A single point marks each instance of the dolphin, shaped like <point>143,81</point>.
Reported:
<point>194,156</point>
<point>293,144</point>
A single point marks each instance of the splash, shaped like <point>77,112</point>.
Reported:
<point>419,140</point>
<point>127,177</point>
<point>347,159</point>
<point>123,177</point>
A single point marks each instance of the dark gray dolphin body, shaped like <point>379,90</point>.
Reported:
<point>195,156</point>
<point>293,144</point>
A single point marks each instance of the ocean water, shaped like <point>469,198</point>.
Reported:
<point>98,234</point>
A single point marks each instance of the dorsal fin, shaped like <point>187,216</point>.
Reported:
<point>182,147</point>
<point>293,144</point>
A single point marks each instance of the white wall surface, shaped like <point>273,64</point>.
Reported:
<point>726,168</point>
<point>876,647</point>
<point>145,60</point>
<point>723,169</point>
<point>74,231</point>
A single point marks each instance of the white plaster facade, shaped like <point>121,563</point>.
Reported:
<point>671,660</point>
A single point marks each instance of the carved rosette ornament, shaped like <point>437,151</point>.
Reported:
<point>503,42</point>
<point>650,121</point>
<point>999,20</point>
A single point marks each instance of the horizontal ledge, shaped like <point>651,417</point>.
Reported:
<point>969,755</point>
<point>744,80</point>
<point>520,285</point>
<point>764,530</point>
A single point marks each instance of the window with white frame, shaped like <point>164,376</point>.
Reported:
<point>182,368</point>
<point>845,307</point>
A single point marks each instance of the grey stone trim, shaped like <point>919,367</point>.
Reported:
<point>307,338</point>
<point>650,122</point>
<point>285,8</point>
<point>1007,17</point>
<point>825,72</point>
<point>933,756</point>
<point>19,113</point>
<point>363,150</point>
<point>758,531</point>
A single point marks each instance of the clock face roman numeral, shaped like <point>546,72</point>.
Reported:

——

INSTRUCTIONS TO FOLLOW:
Quote only the lines from the one containing "A single point marks each instance of the splash, shaped" through the final line of the records, with both ends included.

EXPECTED ANSWER:
A single point marks each instance of the splash, shaped like <point>77,112</point>.
Reported:
<point>419,140</point>
<point>127,177</point>
<point>347,159</point>
<point>123,177</point>
A single point marks each instance of the dark gray dolphin body, shaped like <point>379,90</point>.
Reported:
<point>195,156</point>
<point>293,144</point>
A single point marks each instance of the ocean water, shaped like <point>469,198</point>.
Reported:
<point>98,234</point>
A single point marks each instance of the dorsal fin, shaped like <point>187,216</point>.
Reported:
<point>182,147</point>
<point>293,144</point>
A single point marks each instance of the white wall surface, shaped like <point>273,64</point>.
Reported:
<point>726,168</point>
<point>876,647</point>
<point>145,60</point>
<point>723,169</point>
<point>74,231</point>
A single point marks each instance of the white plaster facade, shaped like <point>121,563</point>.
Reported:
<point>671,660</point>
A single point marks each instance of the carved rosette ornament, shaped like <point>437,151</point>.
Reported:
<point>503,42</point>
<point>650,121</point>
<point>999,20</point>
A single point marks each instance of the horizontal ledge, shaped like <point>651,417</point>.
Reported:
<point>969,755</point>
<point>744,80</point>
<point>520,285</point>
<point>764,530</point>
A single point marks each instance of the window with white frame, shaped like <point>164,376</point>.
Reported:
<point>182,368</point>
<point>845,307</point>
A single point marks each instance of the grey stone trim, shaped like <point>919,367</point>.
Reported:
<point>307,338</point>
<point>650,122</point>
<point>285,8</point>
<point>1007,17</point>
<point>825,72</point>
<point>933,756</point>
<point>19,113</point>
<point>363,150</point>
<point>758,531</point>
A single point marks each instance of the clock face roman numeral, shaped like <point>546,72</point>.
Reported:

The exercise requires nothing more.